### Instruction
Starting at the line that contains "Detect and localize the following in the given image: chain-link" and stopping after the line that contains "[323,121,372,173]", rewrite those rows below with the requests unchanged. Multiply every bounding-box coordinate in the answers by 2.4 and round each result to a whole number, with halves rounding up.

(Records of labeled boxes)

/---

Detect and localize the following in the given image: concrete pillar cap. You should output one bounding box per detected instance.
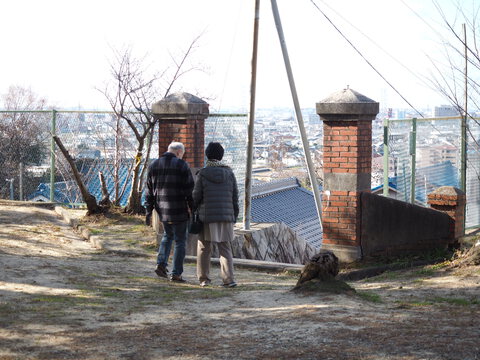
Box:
[152,92,209,117]
[316,86,379,116]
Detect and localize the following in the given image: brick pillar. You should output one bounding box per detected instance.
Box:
[427,186,467,239]
[316,88,379,260]
[152,93,209,168]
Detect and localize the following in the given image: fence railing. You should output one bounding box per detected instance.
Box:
[383,117,480,227]
[0,110,480,227]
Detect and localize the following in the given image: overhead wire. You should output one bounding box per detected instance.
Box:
[310,0,480,179]
[310,0,424,118]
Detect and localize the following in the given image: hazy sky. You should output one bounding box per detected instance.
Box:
[0,0,474,111]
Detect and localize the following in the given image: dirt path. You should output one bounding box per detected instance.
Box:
[0,203,480,360]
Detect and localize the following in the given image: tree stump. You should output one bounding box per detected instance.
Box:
[292,250,355,294]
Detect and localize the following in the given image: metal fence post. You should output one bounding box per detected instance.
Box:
[410,118,416,204]
[383,118,389,197]
[50,109,57,202]
[18,162,24,201]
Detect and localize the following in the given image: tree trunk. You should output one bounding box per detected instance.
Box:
[53,136,104,215]
[125,138,145,214]
[98,171,112,208]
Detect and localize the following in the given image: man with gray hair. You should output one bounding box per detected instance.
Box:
[145,142,194,282]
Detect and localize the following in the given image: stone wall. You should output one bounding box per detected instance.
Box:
[360,192,454,258]
[187,223,318,265]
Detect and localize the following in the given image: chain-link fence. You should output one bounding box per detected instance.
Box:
[0,110,247,206]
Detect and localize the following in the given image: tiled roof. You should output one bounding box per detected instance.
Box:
[251,178,322,248]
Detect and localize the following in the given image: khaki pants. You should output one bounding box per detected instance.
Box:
[197,238,234,284]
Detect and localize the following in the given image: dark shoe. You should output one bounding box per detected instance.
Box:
[155,265,168,278]
[200,280,212,287]
[222,281,237,288]
[170,274,187,282]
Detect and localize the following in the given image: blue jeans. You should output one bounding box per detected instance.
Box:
[157,221,188,275]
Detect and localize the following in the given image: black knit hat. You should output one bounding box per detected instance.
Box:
[205,142,224,160]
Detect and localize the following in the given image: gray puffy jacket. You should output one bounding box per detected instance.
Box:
[192,166,239,223]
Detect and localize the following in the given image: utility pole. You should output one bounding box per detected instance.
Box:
[460,24,468,192]
[271,0,322,231]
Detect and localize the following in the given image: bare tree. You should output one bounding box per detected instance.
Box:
[428,0,480,120]
[101,37,199,213]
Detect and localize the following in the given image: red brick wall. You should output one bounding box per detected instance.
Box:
[322,121,372,246]
[323,121,372,173]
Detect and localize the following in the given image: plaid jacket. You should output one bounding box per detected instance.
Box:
[145,152,194,222]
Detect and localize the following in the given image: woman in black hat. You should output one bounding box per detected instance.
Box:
[193,142,239,287]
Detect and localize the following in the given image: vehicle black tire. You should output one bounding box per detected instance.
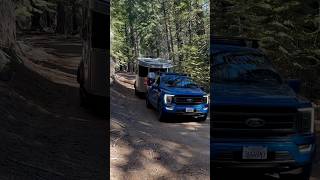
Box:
[197,115,207,122]
[280,165,312,180]
[133,82,139,96]
[79,84,89,107]
[146,94,152,109]
[158,103,165,122]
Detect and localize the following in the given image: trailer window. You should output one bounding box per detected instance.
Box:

\---

### Answer below
Detect and localize the following in the given image: chain-link fence. You should output one bounding box per detected instance.
Box:
[0,264,593,494]
Detect and localize the following in the given image: tiled roof. You should output one bounding box per detected instance.
Box:
[602,427,773,595]
Detect and localize the following in the given image: khaki pants. You should output one bounding box per detected instance.
Box:
[473,571,562,682]
Detect and localize the following in the given image: dark shoe. You should output one bounding box per detected instance.
Box:
[372,636,403,667]
[480,672,509,689]
[533,674,569,691]
[408,658,449,677]
Detect and localize the following in the given image: blue jeans. You should output one bounding box per detected instance.
Box:
[377,530,451,660]
Detect and localize the following in the given image: black knit hat. You should output one bounding box per detected instance.
Box:
[492,341,538,384]
Detect and localize the following in the given image: gray puffy jacket. You should output one bounding box per detected instance.
Box:
[461,398,574,535]
Detect and localize the following in the given image: utility pole. You should output one bounding box per detected instance.
Box:
[1104,58,1123,461]
[650,0,773,554]
Detect and localize the following in the given image: bare tree. You should output one bounding box per detected instance.
Box:
[1027,0,1152,288]
[242,89,478,511]
Detect and localize the following in the given image: red brick wall. You should output one bounding box per detected instance.
Box:
[773,290,893,590]
[775,290,893,415]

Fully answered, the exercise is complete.